- **What the task requires**: The records that follow must be repeated verbatim, every one of them.

- **Input data**:

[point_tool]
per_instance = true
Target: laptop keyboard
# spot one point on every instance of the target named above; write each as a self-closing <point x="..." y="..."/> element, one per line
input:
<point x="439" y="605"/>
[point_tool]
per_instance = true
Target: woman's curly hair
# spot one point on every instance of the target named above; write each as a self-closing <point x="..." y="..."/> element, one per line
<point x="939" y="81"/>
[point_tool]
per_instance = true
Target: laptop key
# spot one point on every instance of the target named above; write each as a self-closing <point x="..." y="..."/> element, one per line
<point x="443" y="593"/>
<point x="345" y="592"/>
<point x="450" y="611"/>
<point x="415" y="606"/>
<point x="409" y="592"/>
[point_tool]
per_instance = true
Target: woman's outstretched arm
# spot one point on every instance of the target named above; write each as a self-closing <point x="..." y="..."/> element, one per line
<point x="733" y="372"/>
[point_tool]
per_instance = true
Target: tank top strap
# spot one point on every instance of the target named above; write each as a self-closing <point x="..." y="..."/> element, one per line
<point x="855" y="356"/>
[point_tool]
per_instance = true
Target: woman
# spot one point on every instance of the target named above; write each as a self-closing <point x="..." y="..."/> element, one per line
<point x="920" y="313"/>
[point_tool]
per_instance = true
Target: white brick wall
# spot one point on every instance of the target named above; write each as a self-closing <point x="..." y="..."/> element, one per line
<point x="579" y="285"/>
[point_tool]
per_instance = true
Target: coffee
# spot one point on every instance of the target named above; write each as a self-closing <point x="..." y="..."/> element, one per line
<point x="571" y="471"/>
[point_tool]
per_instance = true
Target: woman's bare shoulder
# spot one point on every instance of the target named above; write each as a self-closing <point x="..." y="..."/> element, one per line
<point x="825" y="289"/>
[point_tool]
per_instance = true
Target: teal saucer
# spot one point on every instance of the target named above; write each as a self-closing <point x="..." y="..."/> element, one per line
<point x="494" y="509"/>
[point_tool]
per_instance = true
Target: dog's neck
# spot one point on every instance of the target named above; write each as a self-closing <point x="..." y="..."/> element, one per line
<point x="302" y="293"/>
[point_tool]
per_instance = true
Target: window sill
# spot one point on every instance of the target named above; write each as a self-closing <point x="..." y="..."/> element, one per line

- **Solution for this task**:
[point_tool]
per_instance = true
Target: laptop keyboard
# spot one point on every instance of the target named above; write each as a self-closing <point x="..." y="..."/> element, one per line
input:
<point x="439" y="605"/>
[point_tool]
per_instance = true
Target: woman's curly hair
# spot one point on every instance of the target named above; write each as a self-closing <point x="..." y="..."/> element, one per line
<point x="939" y="81"/>
[point_tool]
per_instance = true
Target: laptop key
# spot one point on every instance of the target named above; write each as a self-closing <point x="..." y="..."/> element, one per line
<point x="443" y="593"/>
<point x="345" y="592"/>
<point x="450" y="611"/>
<point x="415" y="606"/>
<point x="409" y="592"/>
[point_tool]
per_instance = true
Target: woman's outstretched arm
# spot one point on every instance of the target named above; write each as a self-closing <point x="..." y="..."/> element, one per line
<point x="733" y="372"/>
[point_tool]
per_instance = true
Target: tank top strap
# spot one point on every instance of the target named above; write each as a self-closing <point x="..." y="..."/> element, one per line
<point x="855" y="356"/>
[point_tool]
per_instance = true
Target: woman
# spot one point on every instance of the target named above; write each as a self-closing <point x="..." y="..."/> element, one per line
<point x="920" y="313"/>
[point_tool]
per_instance = true
Target: white brick wall
# spot one point on every instance of the target named above; write each as a self-closing <point x="..." y="..."/> element, one per line
<point x="579" y="285"/>
[point_tool]
per_instance = true
Target: coffee
# spot one point on every instance of the target named above; write each as a self-closing <point x="..." y="..."/> element, one per line
<point x="571" y="471"/>
[point_tool]
per_instance = true
Target: woman's bare shoulder
# spot one point on every instance of the target named above; write each as a self-closing <point x="..." y="..."/> element, one per line
<point x="825" y="289"/>
[point_tool]
per_instance = true
Target: teal saucer
# spot one point on every instance of the target named above; write each as a self-closing <point x="..." y="..."/> element, one per line
<point x="494" y="509"/>
[point_tool]
per_instance = true
Target: dog's neck
# spot one point on every instance of the target named above; write each as a self-closing <point x="..." y="..."/> element, one per line
<point x="302" y="293"/>
[point_tool]
per_instance = true
Target: window sill
# spot one point on every instance of the target named above; write each as a self-closing <point x="..." y="..."/> element, one per line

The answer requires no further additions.